▶ Supplied data:
========

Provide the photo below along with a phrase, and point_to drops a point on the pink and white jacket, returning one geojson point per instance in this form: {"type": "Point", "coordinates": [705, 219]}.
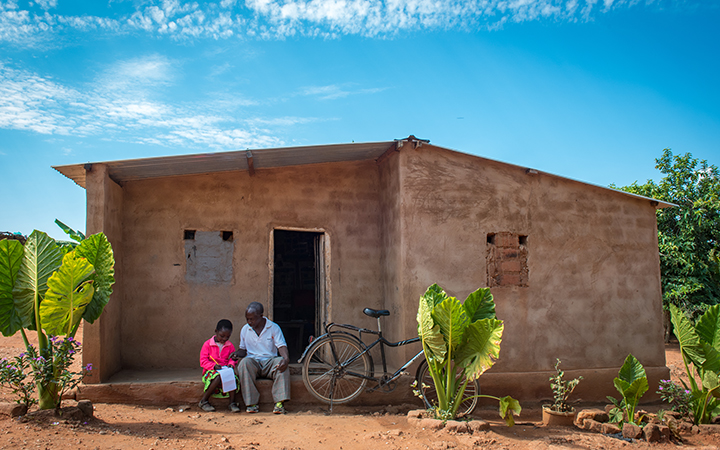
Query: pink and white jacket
{"type": "Point", "coordinates": [210, 354]}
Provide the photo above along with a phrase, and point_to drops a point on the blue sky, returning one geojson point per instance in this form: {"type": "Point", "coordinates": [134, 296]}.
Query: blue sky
{"type": "Point", "coordinates": [588, 89]}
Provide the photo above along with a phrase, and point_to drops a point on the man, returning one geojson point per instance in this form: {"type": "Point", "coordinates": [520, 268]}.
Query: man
{"type": "Point", "coordinates": [260, 342]}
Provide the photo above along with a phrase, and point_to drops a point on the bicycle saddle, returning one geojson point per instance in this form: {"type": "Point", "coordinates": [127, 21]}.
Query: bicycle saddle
{"type": "Point", "coordinates": [376, 312]}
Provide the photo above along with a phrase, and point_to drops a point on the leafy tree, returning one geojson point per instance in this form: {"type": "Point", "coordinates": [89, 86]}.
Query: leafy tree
{"type": "Point", "coordinates": [689, 234]}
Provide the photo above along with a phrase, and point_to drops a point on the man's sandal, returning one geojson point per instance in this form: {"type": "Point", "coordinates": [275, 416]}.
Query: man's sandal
{"type": "Point", "coordinates": [206, 406]}
{"type": "Point", "coordinates": [279, 408]}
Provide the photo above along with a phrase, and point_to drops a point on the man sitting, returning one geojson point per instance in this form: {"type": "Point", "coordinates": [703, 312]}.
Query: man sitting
{"type": "Point", "coordinates": [260, 342]}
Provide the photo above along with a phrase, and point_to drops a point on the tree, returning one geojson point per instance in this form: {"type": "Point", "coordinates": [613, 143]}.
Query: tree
{"type": "Point", "coordinates": [689, 234]}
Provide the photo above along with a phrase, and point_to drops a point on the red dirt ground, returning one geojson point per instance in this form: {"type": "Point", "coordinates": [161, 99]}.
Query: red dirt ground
{"type": "Point", "coordinates": [129, 427]}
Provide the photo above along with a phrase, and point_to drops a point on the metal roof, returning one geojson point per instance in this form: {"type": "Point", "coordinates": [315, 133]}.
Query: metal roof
{"type": "Point", "coordinates": [138, 169]}
{"type": "Point", "coordinates": [168, 166]}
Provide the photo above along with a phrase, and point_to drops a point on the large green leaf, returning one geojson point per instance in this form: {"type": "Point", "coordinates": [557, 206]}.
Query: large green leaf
{"type": "Point", "coordinates": [480, 305]}
{"type": "Point", "coordinates": [481, 347]}
{"type": "Point", "coordinates": [75, 235]}
{"type": "Point", "coordinates": [433, 342]}
{"type": "Point", "coordinates": [11, 253]}
{"type": "Point", "coordinates": [509, 407]}
{"type": "Point", "coordinates": [450, 316]}
{"type": "Point", "coordinates": [708, 327]}
{"type": "Point", "coordinates": [690, 345]}
{"type": "Point", "coordinates": [98, 251]}
{"type": "Point", "coordinates": [434, 294]}
{"type": "Point", "coordinates": [41, 258]}
{"type": "Point", "coordinates": [69, 292]}
{"type": "Point", "coordinates": [631, 381]}
{"type": "Point", "coordinates": [712, 358]}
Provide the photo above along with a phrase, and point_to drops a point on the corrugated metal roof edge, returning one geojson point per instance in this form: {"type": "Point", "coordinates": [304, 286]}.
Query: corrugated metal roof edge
{"type": "Point", "coordinates": [70, 167]}
{"type": "Point", "coordinates": [660, 203]}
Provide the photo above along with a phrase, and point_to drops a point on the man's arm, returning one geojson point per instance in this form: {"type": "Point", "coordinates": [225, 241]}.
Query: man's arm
{"type": "Point", "coordinates": [286, 358]}
{"type": "Point", "coordinates": [239, 353]}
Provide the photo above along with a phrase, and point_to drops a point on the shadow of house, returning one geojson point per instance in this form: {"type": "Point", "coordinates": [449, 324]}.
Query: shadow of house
{"type": "Point", "coordinates": [318, 233]}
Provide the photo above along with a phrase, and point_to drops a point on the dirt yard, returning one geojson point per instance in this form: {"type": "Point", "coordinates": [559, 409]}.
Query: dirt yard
{"type": "Point", "coordinates": [186, 427]}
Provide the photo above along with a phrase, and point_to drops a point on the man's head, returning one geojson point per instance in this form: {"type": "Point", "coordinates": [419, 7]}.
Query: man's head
{"type": "Point", "coordinates": [253, 314]}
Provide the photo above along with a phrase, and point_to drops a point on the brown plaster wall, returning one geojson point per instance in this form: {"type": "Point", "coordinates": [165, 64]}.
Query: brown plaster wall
{"type": "Point", "coordinates": [593, 293]}
{"type": "Point", "coordinates": [166, 319]}
{"type": "Point", "coordinates": [104, 214]}
{"type": "Point", "coordinates": [391, 208]}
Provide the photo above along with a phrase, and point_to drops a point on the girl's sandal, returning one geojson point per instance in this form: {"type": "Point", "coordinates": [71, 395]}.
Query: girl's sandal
{"type": "Point", "coordinates": [206, 406]}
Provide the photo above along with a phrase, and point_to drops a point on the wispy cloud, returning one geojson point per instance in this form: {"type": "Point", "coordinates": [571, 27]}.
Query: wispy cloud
{"type": "Point", "coordinates": [277, 19]}
{"type": "Point", "coordinates": [334, 91]}
{"type": "Point", "coordinates": [126, 111]}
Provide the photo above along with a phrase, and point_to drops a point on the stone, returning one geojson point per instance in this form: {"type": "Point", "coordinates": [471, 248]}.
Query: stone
{"type": "Point", "coordinates": [456, 426]}
{"type": "Point", "coordinates": [86, 407]}
{"type": "Point", "coordinates": [592, 425]}
{"type": "Point", "coordinates": [597, 415]}
{"type": "Point", "coordinates": [665, 432]}
{"type": "Point", "coordinates": [685, 427]}
{"type": "Point", "coordinates": [632, 431]}
{"type": "Point", "coordinates": [430, 424]}
{"type": "Point", "coordinates": [651, 432]}
{"type": "Point", "coordinates": [73, 413]}
{"type": "Point", "coordinates": [13, 409]}
{"type": "Point", "coordinates": [477, 426]}
{"type": "Point", "coordinates": [611, 428]}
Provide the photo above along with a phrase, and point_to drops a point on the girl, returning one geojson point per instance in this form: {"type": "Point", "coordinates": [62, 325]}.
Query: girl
{"type": "Point", "coordinates": [215, 354]}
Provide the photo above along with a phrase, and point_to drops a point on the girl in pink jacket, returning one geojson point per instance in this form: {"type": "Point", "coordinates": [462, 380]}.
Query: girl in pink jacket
{"type": "Point", "coordinates": [214, 355]}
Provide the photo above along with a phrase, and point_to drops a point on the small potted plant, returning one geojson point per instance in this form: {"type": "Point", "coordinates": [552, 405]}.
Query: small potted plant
{"type": "Point", "coordinates": [560, 413]}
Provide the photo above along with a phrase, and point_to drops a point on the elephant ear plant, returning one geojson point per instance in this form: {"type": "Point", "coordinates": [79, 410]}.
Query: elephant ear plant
{"type": "Point", "coordinates": [49, 288]}
{"type": "Point", "coordinates": [700, 349]}
{"type": "Point", "coordinates": [631, 383]}
{"type": "Point", "coordinates": [461, 341]}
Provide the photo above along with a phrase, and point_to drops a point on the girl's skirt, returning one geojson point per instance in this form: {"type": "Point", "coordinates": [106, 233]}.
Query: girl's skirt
{"type": "Point", "coordinates": [208, 378]}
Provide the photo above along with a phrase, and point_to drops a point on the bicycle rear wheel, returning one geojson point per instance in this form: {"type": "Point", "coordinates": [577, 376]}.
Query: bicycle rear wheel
{"type": "Point", "coordinates": [327, 374]}
{"type": "Point", "coordinates": [429, 394]}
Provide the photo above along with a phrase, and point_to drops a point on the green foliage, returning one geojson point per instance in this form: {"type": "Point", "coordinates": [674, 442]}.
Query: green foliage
{"type": "Point", "coordinates": [461, 341]}
{"type": "Point", "coordinates": [679, 398]}
{"type": "Point", "coordinates": [14, 376]}
{"type": "Point", "coordinates": [562, 389]}
{"type": "Point", "coordinates": [700, 349]}
{"type": "Point", "coordinates": [631, 383]}
{"type": "Point", "coordinates": [688, 235]}
{"type": "Point", "coordinates": [49, 288]}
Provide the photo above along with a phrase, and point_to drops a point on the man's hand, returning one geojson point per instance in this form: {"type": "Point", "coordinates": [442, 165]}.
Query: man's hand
{"type": "Point", "coordinates": [238, 354]}
{"type": "Point", "coordinates": [283, 365]}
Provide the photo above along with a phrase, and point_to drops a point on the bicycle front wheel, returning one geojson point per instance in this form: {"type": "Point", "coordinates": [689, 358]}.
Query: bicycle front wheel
{"type": "Point", "coordinates": [333, 371]}
{"type": "Point", "coordinates": [429, 394]}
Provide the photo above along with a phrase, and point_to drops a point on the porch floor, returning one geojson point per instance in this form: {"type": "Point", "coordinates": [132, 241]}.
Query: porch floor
{"type": "Point", "coordinates": [184, 386]}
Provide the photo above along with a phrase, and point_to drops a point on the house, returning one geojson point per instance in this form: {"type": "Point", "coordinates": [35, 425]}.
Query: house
{"type": "Point", "coordinates": [318, 233]}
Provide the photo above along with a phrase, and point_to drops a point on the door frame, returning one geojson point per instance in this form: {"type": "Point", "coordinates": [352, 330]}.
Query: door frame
{"type": "Point", "coordinates": [323, 291]}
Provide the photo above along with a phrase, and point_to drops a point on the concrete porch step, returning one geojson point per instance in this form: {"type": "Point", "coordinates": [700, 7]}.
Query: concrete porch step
{"type": "Point", "coordinates": [184, 386]}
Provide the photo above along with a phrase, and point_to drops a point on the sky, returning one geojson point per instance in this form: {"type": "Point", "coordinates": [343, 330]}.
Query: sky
{"type": "Point", "coordinates": [591, 90]}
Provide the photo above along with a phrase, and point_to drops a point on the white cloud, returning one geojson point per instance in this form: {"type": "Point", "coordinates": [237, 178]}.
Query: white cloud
{"type": "Point", "coordinates": [127, 111]}
{"type": "Point", "coordinates": [333, 91]}
{"type": "Point", "coordinates": [277, 19]}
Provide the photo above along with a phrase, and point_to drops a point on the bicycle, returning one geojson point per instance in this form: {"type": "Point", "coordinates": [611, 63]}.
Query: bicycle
{"type": "Point", "coordinates": [338, 365]}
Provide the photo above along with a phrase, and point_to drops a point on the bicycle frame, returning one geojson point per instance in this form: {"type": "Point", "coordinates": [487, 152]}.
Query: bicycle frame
{"type": "Point", "coordinates": [366, 349]}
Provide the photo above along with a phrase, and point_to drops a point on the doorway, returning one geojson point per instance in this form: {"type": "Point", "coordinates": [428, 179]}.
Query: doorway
{"type": "Point", "coordinates": [297, 286]}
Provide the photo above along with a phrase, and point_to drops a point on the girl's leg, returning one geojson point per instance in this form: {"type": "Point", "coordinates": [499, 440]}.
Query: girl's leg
{"type": "Point", "coordinates": [214, 384]}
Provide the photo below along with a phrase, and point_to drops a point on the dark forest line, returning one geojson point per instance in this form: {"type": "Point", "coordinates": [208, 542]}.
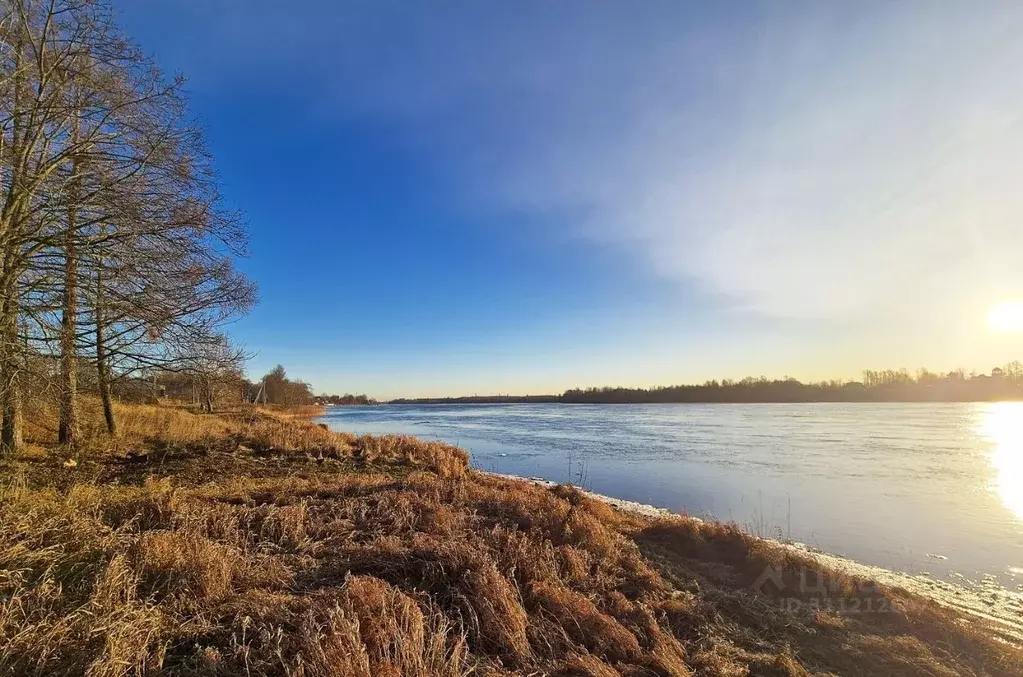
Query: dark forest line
{"type": "Point", "coordinates": [885, 386]}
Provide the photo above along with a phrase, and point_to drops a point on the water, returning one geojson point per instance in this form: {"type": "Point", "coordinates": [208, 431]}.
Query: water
{"type": "Point", "coordinates": [919, 488]}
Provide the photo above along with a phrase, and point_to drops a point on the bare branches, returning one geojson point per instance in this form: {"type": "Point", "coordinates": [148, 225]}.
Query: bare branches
{"type": "Point", "coordinates": [115, 245]}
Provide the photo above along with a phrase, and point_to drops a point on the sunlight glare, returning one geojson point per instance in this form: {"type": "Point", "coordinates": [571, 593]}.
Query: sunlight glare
{"type": "Point", "coordinates": [1003, 424]}
{"type": "Point", "coordinates": [1007, 317]}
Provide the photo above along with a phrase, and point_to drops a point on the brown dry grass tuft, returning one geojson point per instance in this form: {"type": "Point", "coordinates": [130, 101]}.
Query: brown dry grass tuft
{"type": "Point", "coordinates": [254, 544]}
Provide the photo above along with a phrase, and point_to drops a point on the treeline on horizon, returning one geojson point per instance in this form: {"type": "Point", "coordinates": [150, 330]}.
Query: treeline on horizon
{"type": "Point", "coordinates": [346, 400]}
{"type": "Point", "coordinates": [884, 386]}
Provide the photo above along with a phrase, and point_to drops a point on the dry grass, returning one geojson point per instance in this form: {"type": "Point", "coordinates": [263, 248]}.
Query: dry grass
{"type": "Point", "coordinates": [315, 553]}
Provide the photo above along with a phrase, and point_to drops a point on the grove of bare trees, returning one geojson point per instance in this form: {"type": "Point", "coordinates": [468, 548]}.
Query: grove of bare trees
{"type": "Point", "coordinates": [116, 247]}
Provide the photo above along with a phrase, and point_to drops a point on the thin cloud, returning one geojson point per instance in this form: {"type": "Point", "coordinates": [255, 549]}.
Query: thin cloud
{"type": "Point", "coordinates": [811, 161]}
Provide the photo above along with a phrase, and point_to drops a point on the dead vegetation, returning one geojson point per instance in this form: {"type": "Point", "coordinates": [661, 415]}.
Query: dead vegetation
{"type": "Point", "coordinates": [311, 553]}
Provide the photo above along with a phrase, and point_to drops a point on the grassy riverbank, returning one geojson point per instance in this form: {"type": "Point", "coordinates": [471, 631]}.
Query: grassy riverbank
{"type": "Point", "coordinates": [251, 543]}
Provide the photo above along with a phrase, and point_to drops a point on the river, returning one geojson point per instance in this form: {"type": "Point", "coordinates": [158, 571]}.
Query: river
{"type": "Point", "coordinates": [933, 489]}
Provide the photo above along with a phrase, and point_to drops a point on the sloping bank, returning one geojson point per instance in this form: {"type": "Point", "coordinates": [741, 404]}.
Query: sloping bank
{"type": "Point", "coordinates": [255, 545]}
{"type": "Point", "coordinates": [986, 599]}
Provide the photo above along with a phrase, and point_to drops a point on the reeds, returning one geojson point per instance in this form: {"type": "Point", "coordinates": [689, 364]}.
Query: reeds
{"type": "Point", "coordinates": [411, 566]}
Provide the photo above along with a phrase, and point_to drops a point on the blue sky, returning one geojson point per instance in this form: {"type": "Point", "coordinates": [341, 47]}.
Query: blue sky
{"type": "Point", "coordinates": [461, 197]}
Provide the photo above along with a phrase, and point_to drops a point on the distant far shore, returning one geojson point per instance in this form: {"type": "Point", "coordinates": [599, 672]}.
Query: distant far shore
{"type": "Point", "coordinates": [889, 386]}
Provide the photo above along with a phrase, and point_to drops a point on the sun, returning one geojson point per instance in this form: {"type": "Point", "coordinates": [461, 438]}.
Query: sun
{"type": "Point", "coordinates": [1007, 317]}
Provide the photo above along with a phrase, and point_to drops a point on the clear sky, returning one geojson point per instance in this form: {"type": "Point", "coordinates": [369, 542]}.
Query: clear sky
{"type": "Point", "coordinates": [459, 197]}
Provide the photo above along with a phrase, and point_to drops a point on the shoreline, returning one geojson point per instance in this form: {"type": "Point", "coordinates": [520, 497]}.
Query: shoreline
{"type": "Point", "coordinates": [985, 599]}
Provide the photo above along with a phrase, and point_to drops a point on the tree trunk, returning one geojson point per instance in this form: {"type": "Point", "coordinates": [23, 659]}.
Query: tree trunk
{"type": "Point", "coordinates": [101, 366]}
{"type": "Point", "coordinates": [10, 389]}
{"type": "Point", "coordinates": [68, 429]}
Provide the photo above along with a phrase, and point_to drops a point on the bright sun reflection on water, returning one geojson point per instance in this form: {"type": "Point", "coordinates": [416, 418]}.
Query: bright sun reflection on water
{"type": "Point", "coordinates": [1003, 424]}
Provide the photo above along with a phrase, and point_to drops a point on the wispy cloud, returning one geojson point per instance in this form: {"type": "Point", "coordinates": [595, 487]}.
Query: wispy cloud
{"type": "Point", "coordinates": [806, 161]}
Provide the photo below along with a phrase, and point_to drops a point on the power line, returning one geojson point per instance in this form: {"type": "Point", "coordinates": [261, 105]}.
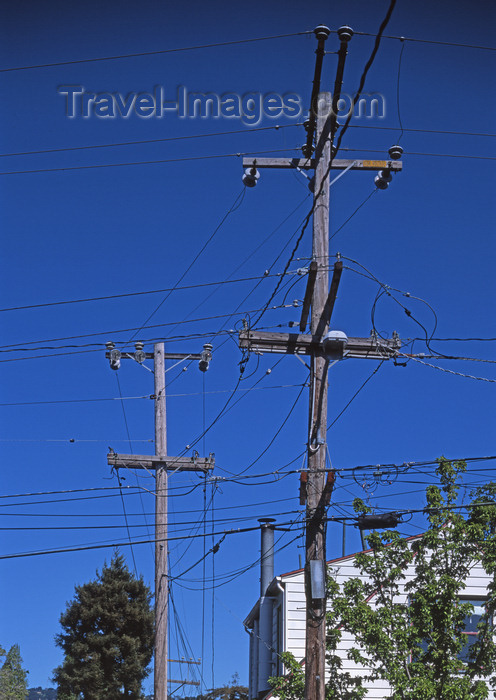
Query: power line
{"type": "Point", "coordinates": [135, 294]}
{"type": "Point", "coordinates": [145, 141]}
{"type": "Point", "coordinates": [431, 41]}
{"type": "Point", "coordinates": [236, 204]}
{"type": "Point", "coordinates": [124, 398]}
{"type": "Point", "coordinates": [155, 53]}
{"type": "Point", "coordinates": [447, 371]}
{"type": "Point", "coordinates": [139, 162]}
{"type": "Point", "coordinates": [235, 131]}
{"type": "Point", "coordinates": [157, 325]}
{"type": "Point", "coordinates": [113, 545]}
{"type": "Point", "coordinates": [421, 131]}
{"type": "Point", "coordinates": [419, 153]}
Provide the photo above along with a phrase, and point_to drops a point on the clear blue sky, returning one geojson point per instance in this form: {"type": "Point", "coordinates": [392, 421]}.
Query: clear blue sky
{"type": "Point", "coordinates": [93, 232]}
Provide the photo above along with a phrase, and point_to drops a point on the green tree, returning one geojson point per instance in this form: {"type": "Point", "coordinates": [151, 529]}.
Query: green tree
{"type": "Point", "coordinates": [418, 643]}
{"type": "Point", "coordinates": [13, 678]}
{"type": "Point", "coordinates": [107, 637]}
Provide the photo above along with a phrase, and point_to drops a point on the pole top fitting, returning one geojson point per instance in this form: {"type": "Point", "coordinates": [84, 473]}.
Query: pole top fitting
{"type": "Point", "coordinates": [345, 33]}
{"type": "Point", "coordinates": [266, 522]}
{"type": "Point", "coordinates": [321, 32]}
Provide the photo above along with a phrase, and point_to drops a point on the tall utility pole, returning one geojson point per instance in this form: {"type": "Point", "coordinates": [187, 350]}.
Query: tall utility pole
{"type": "Point", "coordinates": [321, 345]}
{"type": "Point", "coordinates": [315, 549]}
{"type": "Point", "coordinates": [162, 464]}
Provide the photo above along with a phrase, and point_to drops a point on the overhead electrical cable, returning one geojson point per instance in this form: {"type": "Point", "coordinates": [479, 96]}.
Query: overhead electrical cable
{"type": "Point", "coordinates": [183, 159]}
{"type": "Point", "coordinates": [135, 294]}
{"type": "Point", "coordinates": [234, 206]}
{"type": "Point", "coordinates": [157, 52]}
{"type": "Point", "coordinates": [146, 141]}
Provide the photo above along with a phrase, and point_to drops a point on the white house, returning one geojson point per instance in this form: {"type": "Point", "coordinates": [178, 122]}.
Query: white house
{"type": "Point", "coordinates": [277, 623]}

========

▶ Task:
Reproduce exactly the lines from the one containing "on the overhead" through the last line of the records above, including both, and nothing else.

▶ Response to the task:
Provide the photo above along with a phrase, and point_to drops a point on the overhead electrical cable, returning one geojson point per instance in this form: {"type": "Point", "coordinates": [479, 96]}.
Query: overhead electrical cable
{"type": "Point", "coordinates": [183, 159]}
{"type": "Point", "coordinates": [135, 294]}
{"type": "Point", "coordinates": [234, 206]}
{"type": "Point", "coordinates": [157, 52]}
{"type": "Point", "coordinates": [146, 141]}
Provide the photo above along with a phrase, and point_to drops a point on the white house, returning one geojson point per instance in this form: {"type": "Point", "coordinates": [178, 122]}.
Query: white house
{"type": "Point", "coordinates": [277, 623]}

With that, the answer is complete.